Passage to read:
A solid hardboiled Ace Double Western from one of the most reliable authors in the genre. Gun-for-hire Thorpe Halloran sets out on a personal mission for a change, the search for the corrupt army officer responsible for the theft of a large payroll and the murder of sixteen soldiers, including Thorpe’s younger brother. Heuman mixes in a bit of a range war plot and a romantic triangle in this vengeance quest yarn and does a good job of bringing everything to a satisfactory climax with a nice shootout in a ghost town. A few bits get a little repetitive, which keeps this from landing in the top rank of Heuman’s work, but it’s still very entertaining and well worth reading. His books and stories usually have good opening lines and this one is no exception:  The way Thorpe Halloran had it figured out, a man was going to die this night. I kind of had to keep turning the pages after that.

Tuesday, November 14, 2023

Men's Adventure Quarterly #9: Croc Attack! - Robert Deis and Bill Cunningham, eds.

Editors Robert Deis and Bill Cunningham deliver another winner in CROC ATTACK!, the ninth issue of MEN’S ADVENTURE QUARTERLY, the beautifully illustrated journal that reprints the best of the Men’s Adventure Magazines from the Fifties, Sixties, and Seventies. Authors included in this collection of stories about humans battling with crocodiles and alligators are paperbacker Robert Edmond Alter (one of my favorites), pulpster Brian O’Brien, and MAM veteran Leon Lazarus, along with a number of pseudonyms concealing unknown authors. And plenty of wonderful artwork, of course. A gorgeous package and great fun to read, as always. Highly recommended, available in paperback and e-book editions at Amazon.

Monday, November 13, 2023

Flesh Fix - William Kane (Ben Haas)

Political corruption, blackmail, bribery, and multiple murders all figure in the plot of FLESH FIX, a crime novel masquerading as sleaze as so many of those softcore books are. Ben Haas’s writing is smooth and fast, as always, and kept me flipping the pages in this tale of a formerly honest reporter trying to regain his self-respect after being roped into a crooked politician’s inner circle. And to be fair, there actually is quite a bit of sex in this novel, and it’s fairly graphic for 1964. It’s a good yarn and I enjoyed it.

Data rows:
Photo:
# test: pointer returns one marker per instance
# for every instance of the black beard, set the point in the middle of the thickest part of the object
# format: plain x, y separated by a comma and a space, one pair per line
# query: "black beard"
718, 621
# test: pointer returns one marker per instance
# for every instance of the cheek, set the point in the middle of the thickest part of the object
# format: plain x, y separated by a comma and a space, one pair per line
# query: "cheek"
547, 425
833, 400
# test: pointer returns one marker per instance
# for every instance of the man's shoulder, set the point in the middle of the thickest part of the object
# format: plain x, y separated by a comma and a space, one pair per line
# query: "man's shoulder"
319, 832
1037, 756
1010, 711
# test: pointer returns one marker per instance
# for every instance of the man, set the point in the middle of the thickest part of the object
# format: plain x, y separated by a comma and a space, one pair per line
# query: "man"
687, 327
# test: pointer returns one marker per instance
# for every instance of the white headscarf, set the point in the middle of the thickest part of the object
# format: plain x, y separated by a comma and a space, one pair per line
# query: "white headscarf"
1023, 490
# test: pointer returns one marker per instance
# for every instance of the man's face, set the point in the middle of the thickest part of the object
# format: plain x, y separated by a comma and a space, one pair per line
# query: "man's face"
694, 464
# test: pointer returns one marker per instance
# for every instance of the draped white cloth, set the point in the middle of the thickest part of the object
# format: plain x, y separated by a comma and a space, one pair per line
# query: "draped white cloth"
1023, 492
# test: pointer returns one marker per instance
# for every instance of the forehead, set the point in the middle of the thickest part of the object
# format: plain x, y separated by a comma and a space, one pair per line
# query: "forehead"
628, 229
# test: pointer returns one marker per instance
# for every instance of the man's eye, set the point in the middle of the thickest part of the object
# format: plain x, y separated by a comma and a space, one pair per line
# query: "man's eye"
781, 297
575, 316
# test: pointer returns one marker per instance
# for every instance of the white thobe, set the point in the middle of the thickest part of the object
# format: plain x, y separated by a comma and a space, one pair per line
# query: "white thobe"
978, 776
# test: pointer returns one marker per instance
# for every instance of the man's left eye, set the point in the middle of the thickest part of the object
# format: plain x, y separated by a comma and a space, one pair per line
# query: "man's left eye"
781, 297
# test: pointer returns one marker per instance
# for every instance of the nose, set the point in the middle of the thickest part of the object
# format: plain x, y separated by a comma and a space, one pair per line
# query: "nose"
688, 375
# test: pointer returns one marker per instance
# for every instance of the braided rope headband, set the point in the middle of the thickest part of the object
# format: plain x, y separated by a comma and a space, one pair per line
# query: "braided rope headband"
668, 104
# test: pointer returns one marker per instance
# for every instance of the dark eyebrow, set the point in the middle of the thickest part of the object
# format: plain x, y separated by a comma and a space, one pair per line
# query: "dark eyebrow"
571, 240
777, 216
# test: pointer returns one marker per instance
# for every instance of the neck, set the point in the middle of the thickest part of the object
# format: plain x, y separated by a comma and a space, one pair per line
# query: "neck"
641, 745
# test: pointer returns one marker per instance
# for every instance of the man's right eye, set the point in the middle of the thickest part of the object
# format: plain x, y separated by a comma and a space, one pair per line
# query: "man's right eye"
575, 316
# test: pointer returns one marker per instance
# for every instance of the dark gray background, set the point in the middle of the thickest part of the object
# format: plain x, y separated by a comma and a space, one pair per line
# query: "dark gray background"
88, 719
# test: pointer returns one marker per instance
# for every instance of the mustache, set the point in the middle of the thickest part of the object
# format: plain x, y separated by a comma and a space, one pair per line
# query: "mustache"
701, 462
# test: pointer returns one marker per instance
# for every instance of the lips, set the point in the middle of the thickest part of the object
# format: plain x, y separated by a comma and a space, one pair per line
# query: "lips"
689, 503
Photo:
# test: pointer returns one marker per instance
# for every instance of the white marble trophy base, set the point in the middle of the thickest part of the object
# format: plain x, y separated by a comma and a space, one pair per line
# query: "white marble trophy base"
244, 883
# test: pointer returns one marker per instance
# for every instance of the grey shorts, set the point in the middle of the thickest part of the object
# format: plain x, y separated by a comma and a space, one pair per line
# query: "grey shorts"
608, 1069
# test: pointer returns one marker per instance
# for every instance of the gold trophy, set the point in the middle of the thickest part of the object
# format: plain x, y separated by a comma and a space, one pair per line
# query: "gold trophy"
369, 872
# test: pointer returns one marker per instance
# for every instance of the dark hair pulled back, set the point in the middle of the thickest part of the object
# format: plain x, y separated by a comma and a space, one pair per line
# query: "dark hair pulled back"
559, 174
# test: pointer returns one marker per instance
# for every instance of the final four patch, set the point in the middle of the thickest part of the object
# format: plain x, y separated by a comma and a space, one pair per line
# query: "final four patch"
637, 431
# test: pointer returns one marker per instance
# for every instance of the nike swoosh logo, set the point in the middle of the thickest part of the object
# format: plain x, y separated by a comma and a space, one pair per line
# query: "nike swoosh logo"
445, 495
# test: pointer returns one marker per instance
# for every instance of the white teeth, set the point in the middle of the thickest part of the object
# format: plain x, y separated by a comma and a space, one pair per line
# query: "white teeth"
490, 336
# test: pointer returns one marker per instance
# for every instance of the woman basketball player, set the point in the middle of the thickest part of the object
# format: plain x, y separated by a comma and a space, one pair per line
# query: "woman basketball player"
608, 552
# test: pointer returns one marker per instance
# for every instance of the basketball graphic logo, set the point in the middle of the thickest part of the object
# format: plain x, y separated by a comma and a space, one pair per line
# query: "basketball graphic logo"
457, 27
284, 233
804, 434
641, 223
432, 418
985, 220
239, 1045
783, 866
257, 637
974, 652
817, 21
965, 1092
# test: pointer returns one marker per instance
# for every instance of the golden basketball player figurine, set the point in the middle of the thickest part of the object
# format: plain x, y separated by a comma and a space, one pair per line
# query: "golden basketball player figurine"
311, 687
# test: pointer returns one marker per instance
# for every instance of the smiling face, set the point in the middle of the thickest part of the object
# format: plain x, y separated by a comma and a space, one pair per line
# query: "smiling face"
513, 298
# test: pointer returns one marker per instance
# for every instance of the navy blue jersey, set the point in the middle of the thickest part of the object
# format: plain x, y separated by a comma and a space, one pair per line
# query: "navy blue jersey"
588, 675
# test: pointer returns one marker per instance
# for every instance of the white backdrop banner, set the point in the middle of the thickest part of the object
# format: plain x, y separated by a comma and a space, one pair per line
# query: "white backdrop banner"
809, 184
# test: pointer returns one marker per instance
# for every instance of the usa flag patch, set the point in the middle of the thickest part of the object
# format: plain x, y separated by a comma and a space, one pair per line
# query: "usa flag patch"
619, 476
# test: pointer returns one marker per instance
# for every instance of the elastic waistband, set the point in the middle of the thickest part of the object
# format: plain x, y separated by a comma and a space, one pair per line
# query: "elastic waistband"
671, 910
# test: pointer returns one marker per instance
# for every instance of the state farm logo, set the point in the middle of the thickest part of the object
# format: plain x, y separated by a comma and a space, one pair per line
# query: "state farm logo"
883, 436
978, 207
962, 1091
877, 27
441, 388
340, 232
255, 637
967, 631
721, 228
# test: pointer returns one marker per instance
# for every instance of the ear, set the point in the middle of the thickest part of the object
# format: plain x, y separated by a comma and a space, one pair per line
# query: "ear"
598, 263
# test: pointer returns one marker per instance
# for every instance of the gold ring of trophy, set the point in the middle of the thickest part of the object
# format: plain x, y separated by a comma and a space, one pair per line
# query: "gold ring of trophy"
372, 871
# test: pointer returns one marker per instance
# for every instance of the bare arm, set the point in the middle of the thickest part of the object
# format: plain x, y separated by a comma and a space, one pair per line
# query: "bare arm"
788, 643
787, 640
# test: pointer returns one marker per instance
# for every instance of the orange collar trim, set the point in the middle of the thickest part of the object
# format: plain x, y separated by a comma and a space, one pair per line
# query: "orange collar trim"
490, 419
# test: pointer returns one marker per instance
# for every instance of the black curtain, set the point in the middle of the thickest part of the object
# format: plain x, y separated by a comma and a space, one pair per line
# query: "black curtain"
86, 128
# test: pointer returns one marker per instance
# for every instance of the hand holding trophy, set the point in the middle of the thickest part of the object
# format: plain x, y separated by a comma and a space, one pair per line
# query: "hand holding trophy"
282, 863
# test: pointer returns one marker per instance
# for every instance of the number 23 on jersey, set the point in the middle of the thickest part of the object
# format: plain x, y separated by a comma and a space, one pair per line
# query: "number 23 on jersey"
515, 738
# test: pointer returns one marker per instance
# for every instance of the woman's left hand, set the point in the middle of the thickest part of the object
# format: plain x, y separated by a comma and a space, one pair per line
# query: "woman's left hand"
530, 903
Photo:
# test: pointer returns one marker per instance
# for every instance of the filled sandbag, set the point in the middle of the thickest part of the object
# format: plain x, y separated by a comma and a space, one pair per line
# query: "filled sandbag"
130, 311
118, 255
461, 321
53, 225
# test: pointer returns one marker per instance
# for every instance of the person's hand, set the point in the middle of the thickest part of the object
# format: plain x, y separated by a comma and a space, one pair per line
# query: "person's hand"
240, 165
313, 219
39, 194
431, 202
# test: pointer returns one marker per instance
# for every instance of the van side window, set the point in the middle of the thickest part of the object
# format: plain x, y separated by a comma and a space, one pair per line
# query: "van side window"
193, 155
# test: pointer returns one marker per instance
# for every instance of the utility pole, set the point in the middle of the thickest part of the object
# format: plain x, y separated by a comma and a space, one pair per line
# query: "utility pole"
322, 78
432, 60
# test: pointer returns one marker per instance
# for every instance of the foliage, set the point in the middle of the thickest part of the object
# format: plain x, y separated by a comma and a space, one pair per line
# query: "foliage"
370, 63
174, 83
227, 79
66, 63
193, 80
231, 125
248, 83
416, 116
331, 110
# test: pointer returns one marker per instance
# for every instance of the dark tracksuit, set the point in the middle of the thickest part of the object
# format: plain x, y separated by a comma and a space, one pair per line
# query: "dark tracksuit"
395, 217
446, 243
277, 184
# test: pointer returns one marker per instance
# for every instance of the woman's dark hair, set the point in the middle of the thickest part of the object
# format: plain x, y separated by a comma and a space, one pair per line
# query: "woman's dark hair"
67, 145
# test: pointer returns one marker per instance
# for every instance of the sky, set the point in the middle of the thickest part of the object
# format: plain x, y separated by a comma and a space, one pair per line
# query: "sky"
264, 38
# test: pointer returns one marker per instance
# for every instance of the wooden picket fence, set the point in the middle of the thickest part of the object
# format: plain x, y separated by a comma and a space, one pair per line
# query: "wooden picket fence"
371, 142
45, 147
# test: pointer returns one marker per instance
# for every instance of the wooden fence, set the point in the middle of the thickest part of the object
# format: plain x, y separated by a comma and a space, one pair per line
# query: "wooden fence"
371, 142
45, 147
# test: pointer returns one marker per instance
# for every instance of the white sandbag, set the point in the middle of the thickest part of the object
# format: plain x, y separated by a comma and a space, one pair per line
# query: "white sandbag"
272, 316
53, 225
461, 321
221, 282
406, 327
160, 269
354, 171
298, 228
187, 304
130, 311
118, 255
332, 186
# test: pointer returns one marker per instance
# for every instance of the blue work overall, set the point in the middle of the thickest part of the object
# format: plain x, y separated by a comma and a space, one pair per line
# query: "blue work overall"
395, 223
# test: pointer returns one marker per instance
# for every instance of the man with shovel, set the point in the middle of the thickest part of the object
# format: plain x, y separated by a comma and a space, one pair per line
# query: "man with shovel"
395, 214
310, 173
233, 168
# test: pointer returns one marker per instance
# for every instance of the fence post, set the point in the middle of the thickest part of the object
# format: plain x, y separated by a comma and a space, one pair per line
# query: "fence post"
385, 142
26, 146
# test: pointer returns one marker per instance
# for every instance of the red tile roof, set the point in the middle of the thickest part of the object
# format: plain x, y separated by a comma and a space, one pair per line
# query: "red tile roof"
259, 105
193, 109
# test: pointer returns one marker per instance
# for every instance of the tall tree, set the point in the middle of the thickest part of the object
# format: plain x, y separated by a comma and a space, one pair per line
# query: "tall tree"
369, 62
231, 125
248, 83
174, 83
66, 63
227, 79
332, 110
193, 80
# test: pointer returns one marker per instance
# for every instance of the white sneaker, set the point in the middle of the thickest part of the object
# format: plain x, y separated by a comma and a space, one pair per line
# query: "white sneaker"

To-do list:
A - According to the book reviews, how many soldiers were murdered in the payroll theft that Thorpe Halloran investigates?
B - From the book reviews, extract everything from "Flesh Fix - William" down to "I enjoyed it.".

Outputs in order:
A - Sixteen soldiers were murdered.

B -
Flesh Fix - William Kane (Ben Haas)

Political corruption, blackmail, bribery, and multiple murders all figure in the plot of FLESH FIX, a crime novel masquerading as sleaze as so many of those softcore books are. Ben Haas’s writing is smooth and fast, as always, and kept me flipping the pages in this tale of a formerly honest reporter trying to regain his self-respect after being roped into a crooked politician’s inner circle. And to be fair, there actually is quite a bit of sex in this novel, and it’s fairly graphic for 1964. It’s a good yarn and I enjoyed it.